## START

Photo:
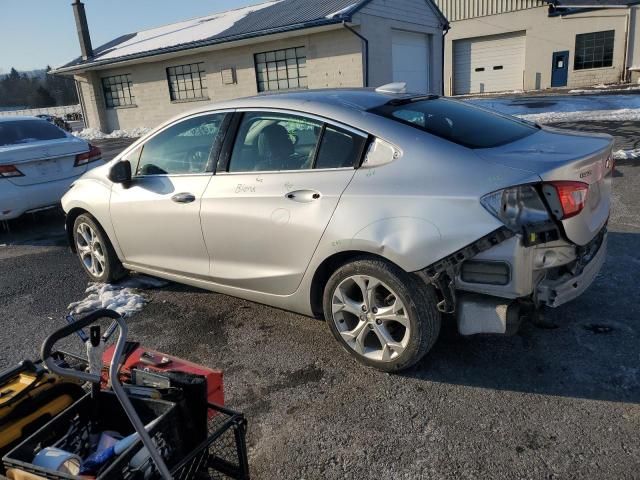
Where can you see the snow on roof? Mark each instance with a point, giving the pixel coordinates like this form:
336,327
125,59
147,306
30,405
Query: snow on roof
248,22
180,33
343,11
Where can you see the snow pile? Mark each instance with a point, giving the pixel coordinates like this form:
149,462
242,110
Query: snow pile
603,89
93,134
627,154
623,115
193,30
125,298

## END

Given problem: Copy every line of the entries above word for word, leaving out the pictures.

Worked solution:
Photo:
Where can you see the snow on roof? Mark each instance with a point, giving the pixel coordinates like this form:
336,327
125,59
147,306
30,405
Query: snow on roof
248,22
180,33
343,11
Where can you see the snow pile? Mark each instance with a point, giving the pixel coordinates like this form:
149,462
242,110
Query: snow pile
603,89
93,134
627,154
623,115
193,30
125,298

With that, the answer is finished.